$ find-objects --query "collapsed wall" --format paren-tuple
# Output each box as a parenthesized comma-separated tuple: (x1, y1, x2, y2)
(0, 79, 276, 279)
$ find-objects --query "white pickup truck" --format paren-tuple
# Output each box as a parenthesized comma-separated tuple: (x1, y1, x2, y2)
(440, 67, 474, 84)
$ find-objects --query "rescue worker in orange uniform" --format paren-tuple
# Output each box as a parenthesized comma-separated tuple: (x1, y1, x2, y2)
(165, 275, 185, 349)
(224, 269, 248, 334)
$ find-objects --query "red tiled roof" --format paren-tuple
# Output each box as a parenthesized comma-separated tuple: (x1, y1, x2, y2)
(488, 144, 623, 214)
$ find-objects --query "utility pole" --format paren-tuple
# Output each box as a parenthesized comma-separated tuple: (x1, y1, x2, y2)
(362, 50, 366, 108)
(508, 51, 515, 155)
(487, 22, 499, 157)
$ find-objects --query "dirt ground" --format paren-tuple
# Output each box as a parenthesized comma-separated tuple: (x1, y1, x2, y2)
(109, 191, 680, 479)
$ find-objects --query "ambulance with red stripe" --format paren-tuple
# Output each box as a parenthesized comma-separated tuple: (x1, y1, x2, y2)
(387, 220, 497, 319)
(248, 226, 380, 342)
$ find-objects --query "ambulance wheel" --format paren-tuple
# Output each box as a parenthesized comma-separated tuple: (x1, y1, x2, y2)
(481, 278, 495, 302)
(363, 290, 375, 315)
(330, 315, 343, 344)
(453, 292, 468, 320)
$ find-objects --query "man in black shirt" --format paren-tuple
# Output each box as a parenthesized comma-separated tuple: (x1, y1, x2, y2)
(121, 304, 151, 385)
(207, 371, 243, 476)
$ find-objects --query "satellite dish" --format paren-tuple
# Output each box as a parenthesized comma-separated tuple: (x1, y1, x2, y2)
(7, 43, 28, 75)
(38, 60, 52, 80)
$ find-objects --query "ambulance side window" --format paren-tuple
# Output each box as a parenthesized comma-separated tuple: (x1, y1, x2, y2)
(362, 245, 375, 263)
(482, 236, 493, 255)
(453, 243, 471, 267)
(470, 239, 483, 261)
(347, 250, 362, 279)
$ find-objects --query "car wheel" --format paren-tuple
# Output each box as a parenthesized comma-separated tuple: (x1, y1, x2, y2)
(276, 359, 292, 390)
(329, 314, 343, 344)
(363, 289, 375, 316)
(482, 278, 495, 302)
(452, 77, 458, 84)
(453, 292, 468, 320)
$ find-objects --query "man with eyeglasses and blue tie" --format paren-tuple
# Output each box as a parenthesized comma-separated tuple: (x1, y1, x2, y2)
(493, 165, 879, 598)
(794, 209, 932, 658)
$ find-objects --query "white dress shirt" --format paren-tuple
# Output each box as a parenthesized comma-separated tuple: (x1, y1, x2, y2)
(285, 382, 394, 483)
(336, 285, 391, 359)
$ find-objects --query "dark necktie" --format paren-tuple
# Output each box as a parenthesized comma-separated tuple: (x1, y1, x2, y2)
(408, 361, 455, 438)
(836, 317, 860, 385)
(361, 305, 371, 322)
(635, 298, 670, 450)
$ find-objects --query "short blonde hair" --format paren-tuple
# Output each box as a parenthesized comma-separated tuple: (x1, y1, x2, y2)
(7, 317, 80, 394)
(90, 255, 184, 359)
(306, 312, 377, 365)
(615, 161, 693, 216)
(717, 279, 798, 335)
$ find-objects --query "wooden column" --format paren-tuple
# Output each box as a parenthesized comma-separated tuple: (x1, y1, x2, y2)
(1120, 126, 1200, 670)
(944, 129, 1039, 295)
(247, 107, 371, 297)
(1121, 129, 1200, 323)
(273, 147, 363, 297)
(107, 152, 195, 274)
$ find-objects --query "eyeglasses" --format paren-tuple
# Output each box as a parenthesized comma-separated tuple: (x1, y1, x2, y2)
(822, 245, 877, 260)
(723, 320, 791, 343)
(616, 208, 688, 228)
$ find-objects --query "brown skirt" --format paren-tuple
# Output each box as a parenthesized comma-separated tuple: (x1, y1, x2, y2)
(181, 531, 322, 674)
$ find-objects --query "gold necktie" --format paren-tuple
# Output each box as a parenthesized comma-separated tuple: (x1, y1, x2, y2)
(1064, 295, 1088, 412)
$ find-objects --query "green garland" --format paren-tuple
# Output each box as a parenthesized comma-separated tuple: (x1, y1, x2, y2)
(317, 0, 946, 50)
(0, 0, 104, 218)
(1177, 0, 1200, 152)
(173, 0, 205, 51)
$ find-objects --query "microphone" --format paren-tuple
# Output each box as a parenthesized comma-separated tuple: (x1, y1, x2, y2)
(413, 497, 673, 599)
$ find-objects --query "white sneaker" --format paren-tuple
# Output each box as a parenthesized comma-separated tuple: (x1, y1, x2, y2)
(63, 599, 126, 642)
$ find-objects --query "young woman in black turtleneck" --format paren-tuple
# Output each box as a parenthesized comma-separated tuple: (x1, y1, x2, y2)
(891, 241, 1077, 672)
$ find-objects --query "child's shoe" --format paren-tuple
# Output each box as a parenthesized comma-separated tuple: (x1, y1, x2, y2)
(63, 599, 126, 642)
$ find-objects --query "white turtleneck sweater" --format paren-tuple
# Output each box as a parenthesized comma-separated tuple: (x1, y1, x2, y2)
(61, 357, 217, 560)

WORK ORDER.
Restate all of the data above. Match it word for word.

ANSWER SECTION.
$ find-objects --query "collapsed wall" --format paren-tuple
# Output each box as a parenthesized comma-separated tuple: (x1, y1, x2, y2)
(0, 79, 276, 279)
$ find-objects --query "white pickup truck" --format paren-tuple
# Output each box as a parenthesized comma-separated tuple: (x1, y1, x2, y2)
(440, 67, 474, 84)
$ find-objects --query "rescue worker in orange uniform" --format paren-tuple
# Output each box as a parenthesized comma-separated tuple: (x1, y1, x2, y2)
(165, 275, 185, 349)
(224, 269, 248, 334)
$ find-objects --query "red tiled roof" --format paren-tuple
# Output each box as a parenthesized comma-separated tuple: (x1, y1, x2, y2)
(488, 144, 623, 214)
$ find-objects --query "utility pole" --format paren-tuple
# Output each box as a parenthesized comma-separated tuple: (x1, y1, x2, y2)
(362, 50, 366, 108)
(508, 51, 515, 155)
(487, 22, 499, 157)
$ find-objects --query "dirt ground" --format paren-tuple
# Output each box as a parenthesized comma-separated tuple: (x1, y1, x2, y2)
(109, 191, 680, 479)
$ find-objects --query "ambulance with red stripe" --format paren-tuple
# Output each box as a parenthesized comma-separated tuple: (x1, y1, x2, y2)
(387, 220, 497, 319)
(248, 226, 380, 342)
$ find-objects --query "ambulance wheel" --format paren-tuple
# Output each box as a parenthesized comma-separated tuple: (x1, y1, x2, y2)
(481, 278, 495, 302)
(363, 290, 375, 315)
(330, 315, 343, 344)
(453, 292, 468, 320)
$ find-objects --query "man in black shirt" --format paren-tuple
# Output each box as a parenthesized comma-separated tuple: (x1, y1, x2, y2)
(121, 304, 151, 385)
(207, 371, 243, 476)
$ find-objects --query "satellite dish" --format paren-tuple
# Output each box as a parenthesized comma-separated tuple: (x1, y1, x2, y2)
(7, 43, 28, 75)
(38, 60, 52, 80)
$ find-objects --query "ambulance side window" --format paren-tuple
# Output each box as a parenthesized comma-separated tuple: (x1, y1, x2, y2)
(362, 245, 375, 263)
(482, 236, 493, 255)
(453, 243, 471, 267)
(470, 239, 483, 261)
(347, 250, 362, 279)
$ find-objects --query "car wheel" --format paren-tuple
# Output each box as a parenthesized comma-separated tuple: (x1, y1, x2, y2)
(276, 359, 292, 390)
(329, 314, 343, 344)
(363, 289, 375, 316)
(482, 278, 495, 302)
(452, 77, 458, 84)
(453, 292, 468, 320)
$ find-objects --query "man with eyeglasses and blue tie" --format paren-tuple
# Output each box as a parenthesized comma-separated tuple: (x1, y1, x2, y2)
(493, 165, 879, 598)
(794, 209, 932, 658)
$ find-objects --query "white dress shirt" --format paren-tuple
# Output each box as a parenthesized comma-separated tuple: (x1, y1, x2, y2)
(285, 382, 394, 483)
(336, 285, 391, 359)
$ find-objects --query "dark necktie" --format paren-tuple
# Output each box as a parenthesized comma-separated tuple: (x1, y1, x2, y2)
(408, 361, 455, 438)
(836, 317, 860, 385)
(361, 305, 371, 322)
(635, 298, 670, 450)
$ find-objects --query "short blonde hair" --format paren-tuple
# Output each box as a parenthesized comma-separated tuple: (x1, y1, x2, y2)
(7, 317, 80, 394)
(90, 255, 184, 359)
(306, 312, 377, 365)
(615, 161, 693, 216)
(717, 279, 798, 335)
$ find-objects --query "wooden column" --format paren-tuple
# Output each box as a parenthesized comma-separated tuple: (x1, y1, x2, y2)
(1120, 126, 1200, 670)
(944, 129, 1039, 295)
(247, 107, 371, 297)
(1121, 129, 1200, 323)
(273, 147, 363, 297)
(107, 152, 195, 274)
$ find-objects --query "eyeglasses" --format paren-tuple
# Output each box as a parenthesized comma-separated tuple: (x1, y1, x2, y2)
(822, 245, 877, 260)
(723, 320, 791, 343)
(616, 208, 688, 228)
$ find-objects --query "brown skirt" --format paren-tuple
# Output each box as a parenthesized comma-separated tuple: (x1, y1, x2, y2)
(181, 531, 322, 674)
$ find-objects --query "gold necktie" --format paren-tuple
# Output each box as a parenthesized comma-separated tuple: (x1, y1, x2, y2)
(1064, 295, 1088, 412)
$ find-objects --query "green garland" --format paren-tuple
# Output each box as a parenthesized comma-separated tuple: (x1, y1, x2, y2)
(317, 0, 946, 50)
(0, 0, 104, 218)
(1177, 0, 1200, 152)
(173, 0, 205, 51)
$ find-objects --query "microphone" --format paren-tuple
# Output each box as a parenthesized comma-separated tuple: (x1, y1, x2, y2)
(413, 497, 673, 599)
$ find-objects --query "white sneaker" --format paren-tuple
# Output each box as a parenthesized comma-separated tuple: (x1, y1, x2, y2)
(63, 599, 126, 642)
$ find-objects --query "young woman in black turtleneck" --format paren-tuple
# Output each box as a parenthesized comma-separated tuple: (x1, y1, x2, y2)
(891, 241, 1077, 672)
$ find-objects --query "child's shoe" --format paren-tuple
# Output each box as a parenthesized comma-separated tuple: (x1, y1, x2, y2)
(63, 599, 126, 642)
$ find-objects --query "white turtleneck sweater" --format paren-tuple
# Output each box as a parenthesized comma-separated tuple: (x1, y1, x2, y2)
(61, 357, 217, 560)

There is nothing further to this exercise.